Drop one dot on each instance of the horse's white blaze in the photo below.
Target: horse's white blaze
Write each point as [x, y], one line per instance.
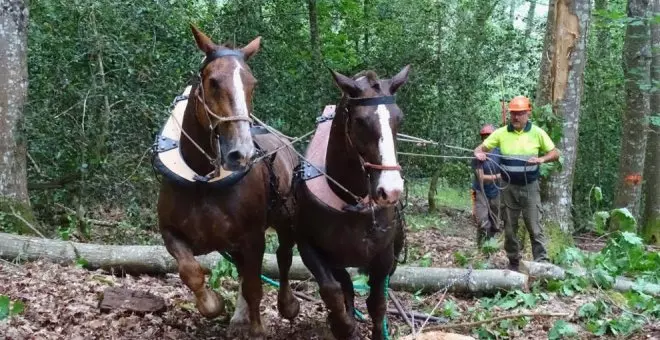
[390, 180]
[241, 313]
[240, 107]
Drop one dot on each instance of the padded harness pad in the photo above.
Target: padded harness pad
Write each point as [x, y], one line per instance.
[316, 152]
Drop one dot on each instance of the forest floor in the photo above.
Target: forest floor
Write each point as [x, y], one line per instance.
[61, 302]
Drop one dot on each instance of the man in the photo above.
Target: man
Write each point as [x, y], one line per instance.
[521, 143]
[485, 192]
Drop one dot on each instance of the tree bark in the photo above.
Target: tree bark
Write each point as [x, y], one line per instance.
[651, 220]
[156, 260]
[636, 57]
[561, 85]
[13, 94]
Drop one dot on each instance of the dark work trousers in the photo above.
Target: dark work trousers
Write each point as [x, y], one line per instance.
[525, 199]
[486, 219]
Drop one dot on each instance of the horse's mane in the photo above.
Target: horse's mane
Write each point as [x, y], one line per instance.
[371, 76]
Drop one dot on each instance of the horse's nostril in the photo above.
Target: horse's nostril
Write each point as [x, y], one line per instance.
[234, 156]
[381, 193]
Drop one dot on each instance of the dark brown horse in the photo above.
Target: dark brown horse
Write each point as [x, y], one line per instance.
[354, 222]
[231, 211]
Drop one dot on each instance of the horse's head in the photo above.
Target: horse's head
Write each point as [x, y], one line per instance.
[225, 99]
[372, 121]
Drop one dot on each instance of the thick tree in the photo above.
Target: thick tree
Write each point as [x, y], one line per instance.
[560, 85]
[13, 92]
[636, 58]
[651, 221]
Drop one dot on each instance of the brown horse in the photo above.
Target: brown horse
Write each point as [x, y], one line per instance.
[231, 211]
[358, 152]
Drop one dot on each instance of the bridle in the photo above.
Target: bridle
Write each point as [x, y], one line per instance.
[370, 101]
[200, 98]
[199, 94]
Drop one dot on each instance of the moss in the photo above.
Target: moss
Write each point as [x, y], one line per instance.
[10, 223]
[556, 239]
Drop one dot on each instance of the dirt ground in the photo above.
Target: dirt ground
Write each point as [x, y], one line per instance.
[61, 302]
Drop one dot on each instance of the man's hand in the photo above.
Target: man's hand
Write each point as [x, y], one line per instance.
[536, 160]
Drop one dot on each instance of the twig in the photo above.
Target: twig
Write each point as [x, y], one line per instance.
[503, 317]
[306, 297]
[421, 328]
[13, 212]
[398, 306]
[416, 315]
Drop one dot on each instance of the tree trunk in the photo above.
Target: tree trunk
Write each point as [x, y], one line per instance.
[636, 58]
[651, 221]
[560, 85]
[13, 93]
[529, 25]
[156, 260]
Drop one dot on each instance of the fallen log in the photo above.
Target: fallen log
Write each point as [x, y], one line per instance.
[156, 260]
[152, 260]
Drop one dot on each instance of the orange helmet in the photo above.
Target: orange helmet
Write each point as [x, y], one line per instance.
[486, 129]
[519, 103]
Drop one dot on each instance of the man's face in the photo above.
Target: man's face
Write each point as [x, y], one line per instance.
[519, 119]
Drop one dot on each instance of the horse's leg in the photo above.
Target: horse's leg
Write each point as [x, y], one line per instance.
[250, 291]
[342, 325]
[287, 304]
[191, 273]
[344, 279]
[376, 305]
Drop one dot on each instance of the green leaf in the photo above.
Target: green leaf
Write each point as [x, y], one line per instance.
[600, 221]
[4, 307]
[509, 304]
[562, 329]
[588, 310]
[597, 194]
[632, 238]
[602, 278]
[624, 219]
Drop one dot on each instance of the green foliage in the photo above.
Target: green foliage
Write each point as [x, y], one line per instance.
[222, 269]
[9, 308]
[562, 330]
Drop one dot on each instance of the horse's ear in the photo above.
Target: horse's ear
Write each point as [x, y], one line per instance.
[251, 49]
[203, 42]
[346, 84]
[399, 79]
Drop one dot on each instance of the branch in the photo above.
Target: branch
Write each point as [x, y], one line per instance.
[503, 317]
[28, 224]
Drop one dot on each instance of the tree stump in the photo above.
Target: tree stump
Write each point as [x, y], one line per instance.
[130, 300]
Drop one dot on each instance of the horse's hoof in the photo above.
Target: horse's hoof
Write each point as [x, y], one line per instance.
[209, 304]
[241, 315]
[288, 306]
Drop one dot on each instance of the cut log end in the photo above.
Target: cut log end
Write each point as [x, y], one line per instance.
[130, 300]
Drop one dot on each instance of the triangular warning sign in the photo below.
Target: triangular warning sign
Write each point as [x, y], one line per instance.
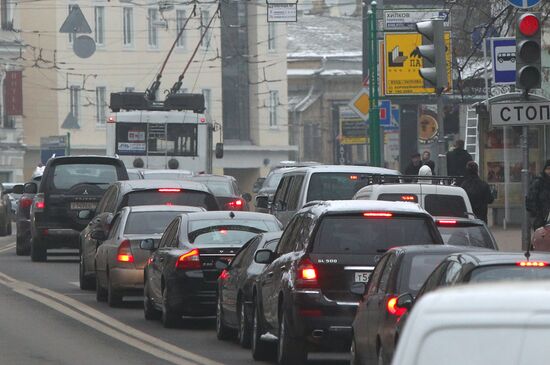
[75, 22]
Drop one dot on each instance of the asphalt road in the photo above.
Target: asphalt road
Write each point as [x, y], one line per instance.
[46, 319]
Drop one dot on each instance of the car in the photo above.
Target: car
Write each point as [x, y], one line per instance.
[504, 323]
[181, 275]
[166, 174]
[225, 189]
[458, 231]
[324, 182]
[400, 270]
[132, 193]
[234, 310]
[438, 200]
[480, 267]
[120, 259]
[303, 295]
[70, 187]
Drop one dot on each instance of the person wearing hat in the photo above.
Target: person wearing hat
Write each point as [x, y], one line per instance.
[478, 191]
[537, 201]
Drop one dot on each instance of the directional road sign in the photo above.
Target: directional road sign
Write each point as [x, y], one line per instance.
[504, 60]
[524, 3]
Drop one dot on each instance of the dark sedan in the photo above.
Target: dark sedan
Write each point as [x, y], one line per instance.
[235, 303]
[181, 275]
[400, 270]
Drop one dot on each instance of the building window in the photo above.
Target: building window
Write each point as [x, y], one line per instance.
[271, 36]
[273, 105]
[180, 21]
[99, 16]
[205, 19]
[153, 32]
[101, 105]
[128, 25]
[75, 103]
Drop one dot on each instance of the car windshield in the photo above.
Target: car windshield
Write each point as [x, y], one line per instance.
[467, 236]
[336, 185]
[184, 197]
[149, 222]
[66, 176]
[360, 235]
[511, 272]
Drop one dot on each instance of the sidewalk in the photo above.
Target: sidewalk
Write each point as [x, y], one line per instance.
[509, 239]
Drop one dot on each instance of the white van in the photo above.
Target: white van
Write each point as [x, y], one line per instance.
[438, 200]
[489, 324]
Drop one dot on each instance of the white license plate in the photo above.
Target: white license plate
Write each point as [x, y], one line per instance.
[362, 277]
[83, 205]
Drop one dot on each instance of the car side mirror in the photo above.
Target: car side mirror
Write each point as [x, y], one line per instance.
[30, 188]
[358, 289]
[98, 235]
[264, 257]
[148, 244]
[405, 301]
[18, 189]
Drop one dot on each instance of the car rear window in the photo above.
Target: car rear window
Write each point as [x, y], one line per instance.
[509, 273]
[65, 176]
[360, 235]
[445, 205]
[149, 222]
[184, 197]
[467, 236]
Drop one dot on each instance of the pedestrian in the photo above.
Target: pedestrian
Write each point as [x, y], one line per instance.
[427, 161]
[414, 165]
[538, 197]
[457, 160]
[478, 191]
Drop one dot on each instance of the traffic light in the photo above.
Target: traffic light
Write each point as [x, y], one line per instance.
[528, 51]
[433, 51]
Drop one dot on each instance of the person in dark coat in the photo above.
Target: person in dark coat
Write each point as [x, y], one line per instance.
[478, 191]
[457, 160]
[538, 197]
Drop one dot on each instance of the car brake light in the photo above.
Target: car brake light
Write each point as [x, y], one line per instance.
[393, 308]
[532, 263]
[377, 215]
[447, 222]
[169, 190]
[306, 274]
[124, 253]
[189, 261]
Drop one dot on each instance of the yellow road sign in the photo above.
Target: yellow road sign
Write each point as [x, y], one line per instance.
[403, 64]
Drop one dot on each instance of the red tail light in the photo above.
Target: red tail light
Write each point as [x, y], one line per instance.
[306, 275]
[532, 263]
[189, 261]
[235, 205]
[393, 308]
[124, 253]
[169, 190]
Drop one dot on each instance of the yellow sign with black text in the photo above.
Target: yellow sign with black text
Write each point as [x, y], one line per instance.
[403, 63]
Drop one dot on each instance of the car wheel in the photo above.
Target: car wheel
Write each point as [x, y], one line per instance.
[100, 292]
[290, 350]
[222, 331]
[149, 310]
[245, 332]
[169, 318]
[38, 252]
[86, 281]
[114, 299]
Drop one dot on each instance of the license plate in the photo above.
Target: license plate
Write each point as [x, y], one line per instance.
[83, 205]
[362, 277]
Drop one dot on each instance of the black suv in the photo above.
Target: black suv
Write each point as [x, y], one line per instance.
[70, 187]
[303, 295]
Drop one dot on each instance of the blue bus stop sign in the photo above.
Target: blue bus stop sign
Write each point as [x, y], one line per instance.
[524, 3]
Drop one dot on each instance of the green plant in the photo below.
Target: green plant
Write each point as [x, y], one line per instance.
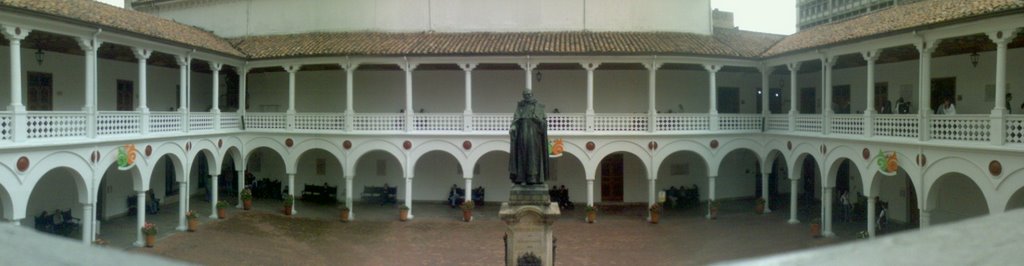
[247, 194]
[150, 229]
[467, 206]
[289, 200]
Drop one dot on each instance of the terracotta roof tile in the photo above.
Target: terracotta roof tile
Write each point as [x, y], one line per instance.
[107, 15]
[902, 17]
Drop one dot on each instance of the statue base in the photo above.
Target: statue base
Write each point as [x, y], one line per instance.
[529, 214]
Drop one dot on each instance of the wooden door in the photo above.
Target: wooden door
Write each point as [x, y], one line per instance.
[40, 91]
[611, 178]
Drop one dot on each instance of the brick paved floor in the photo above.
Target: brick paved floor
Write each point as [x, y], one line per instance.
[437, 236]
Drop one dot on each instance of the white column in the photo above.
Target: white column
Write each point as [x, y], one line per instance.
[409, 195]
[793, 201]
[348, 196]
[140, 217]
[590, 67]
[87, 223]
[871, 201]
[869, 112]
[409, 68]
[468, 112]
[213, 196]
[182, 203]
[826, 203]
[711, 193]
[794, 69]
[590, 191]
[291, 191]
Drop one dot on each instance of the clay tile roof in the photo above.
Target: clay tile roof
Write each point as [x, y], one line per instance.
[543, 43]
[899, 18]
[115, 17]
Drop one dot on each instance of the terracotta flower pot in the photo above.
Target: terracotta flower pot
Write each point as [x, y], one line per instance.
[151, 239]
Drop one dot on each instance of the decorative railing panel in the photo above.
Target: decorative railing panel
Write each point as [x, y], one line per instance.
[621, 122]
[201, 121]
[379, 122]
[896, 125]
[492, 122]
[118, 123]
[848, 124]
[265, 121]
[437, 122]
[566, 122]
[682, 122]
[320, 121]
[809, 123]
[736, 122]
[961, 127]
[55, 124]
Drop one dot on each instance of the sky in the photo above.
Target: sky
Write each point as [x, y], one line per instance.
[777, 16]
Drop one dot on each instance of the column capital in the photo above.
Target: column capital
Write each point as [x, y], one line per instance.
[15, 33]
[1003, 37]
[141, 53]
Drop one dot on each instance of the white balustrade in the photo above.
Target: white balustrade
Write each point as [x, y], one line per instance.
[274, 121]
[379, 122]
[566, 122]
[961, 127]
[621, 122]
[848, 124]
[739, 122]
[1015, 129]
[682, 122]
[56, 124]
[492, 122]
[778, 122]
[896, 125]
[161, 122]
[201, 121]
[230, 121]
[809, 123]
[320, 121]
[118, 123]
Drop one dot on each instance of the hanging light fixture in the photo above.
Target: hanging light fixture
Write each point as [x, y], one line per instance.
[974, 58]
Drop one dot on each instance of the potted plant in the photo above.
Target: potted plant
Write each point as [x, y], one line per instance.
[150, 230]
[344, 212]
[655, 213]
[591, 214]
[467, 210]
[403, 213]
[247, 198]
[289, 202]
[193, 218]
[222, 209]
[760, 207]
[713, 207]
[816, 227]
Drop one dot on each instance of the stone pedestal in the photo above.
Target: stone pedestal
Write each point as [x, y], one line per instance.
[529, 214]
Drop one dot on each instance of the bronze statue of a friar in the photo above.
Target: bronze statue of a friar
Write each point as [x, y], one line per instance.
[528, 151]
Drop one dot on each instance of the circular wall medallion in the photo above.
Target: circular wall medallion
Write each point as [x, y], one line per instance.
[995, 168]
[23, 164]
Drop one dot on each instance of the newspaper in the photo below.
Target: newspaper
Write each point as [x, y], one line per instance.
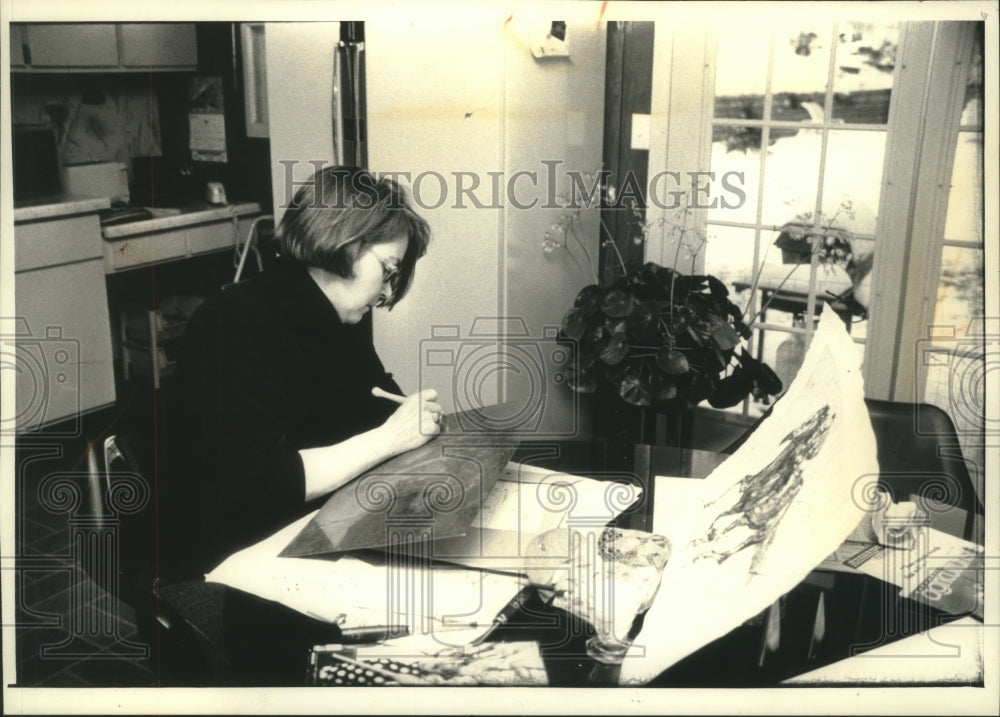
[766, 517]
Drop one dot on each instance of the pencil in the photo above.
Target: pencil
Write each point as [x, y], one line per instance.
[380, 393]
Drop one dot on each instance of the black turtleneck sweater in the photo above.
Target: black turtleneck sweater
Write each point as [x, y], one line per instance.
[265, 368]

### EXERCISE:
Please count the lines above that contain the word "stop", and reply with the number alone.

### ANSWER BOX:
2